Advanced Carbon Fiber Application in Automotive: Present and Future...

Advanced Carbon Fiber Application in Automotive: Present and Future Challenges

Luciano De Oto, Body Engineering Director, McLaren Automotive Ltd

Luciano De Oto, Body Engineering Director, McLaren Automotive Ltd

Carbon fiber composite materials are today widely used in Automotive for multiple purposes. Automotive world has been progressively involved with carbon fiber for decades, ever since the McLaren MP4/1 Formula One race car was first to use a carbon fiber composite chassis in 1981. Since then, carbon fiber, with its perfect mix of strength, stiffness, and low weight, was used mainly in all forms of motorsport - as well as majority of supercar since developed, and marginally as well on road cars. To this day, it’s used in hoods, roofs, suspension components, strut bars, full chassis, body panels, and even decorative trim panels, that serve negligible practical benefits and still generates emotional responses among car passionate people.

> PROBLEMS TO WORK ON:
(1) List every car part or component that the carbon fiber article names as a current use of carbon fiber.
(2) Condense the paragraph of the carbon fiber article beginning "Carbon fiber composite materials are today" into a shorter version that keeps its main facts.
The material after this point has no role in any of the work on the carbon fiber article.

> SOURCE MATERIAL:
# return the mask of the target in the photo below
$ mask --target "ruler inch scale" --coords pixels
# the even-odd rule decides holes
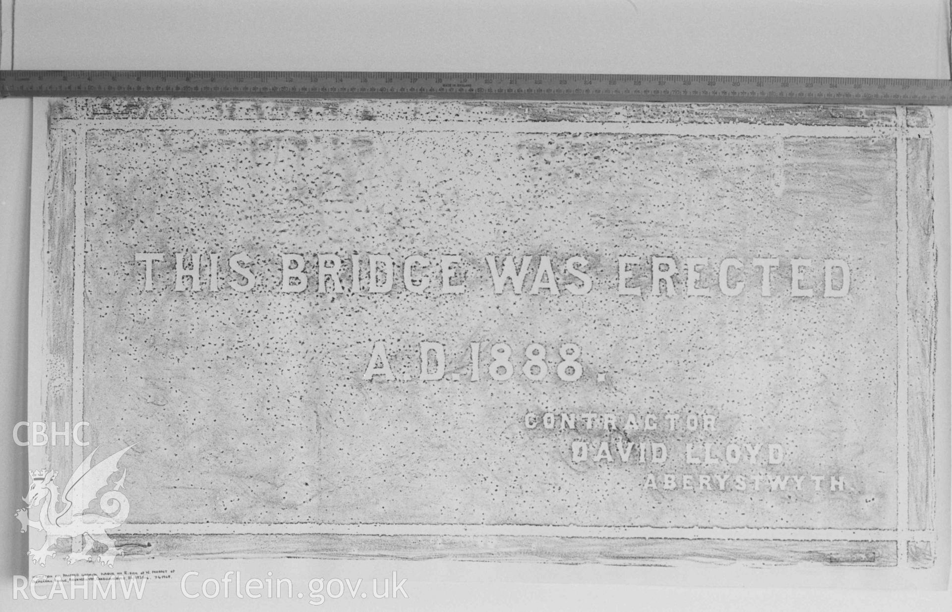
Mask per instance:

> OUTPUTS FOR THE TASKS:
(1)
- Hoods
- Roofs
- Suspension components
- Strut bars
- Full chassis
- Body panels
- Decorative trim panels

(2) Carbon fiber composites are now widely used in the automotive world. That use began in 1981, when the McLaren MP4/1 Formula One car became the first with a carbon fiber composite chassis. Because the material combines strength, stiffness and low weight, it has since been used mainly in motorsport and in most supercars, and to a lesser extent in road cars. Today it appears in hoods, roofs, suspension components, strut bars, full chassis and body panels. It is also used in decorative trim panels, which offer little practical benefit but still stir emotion in car enthusiasts.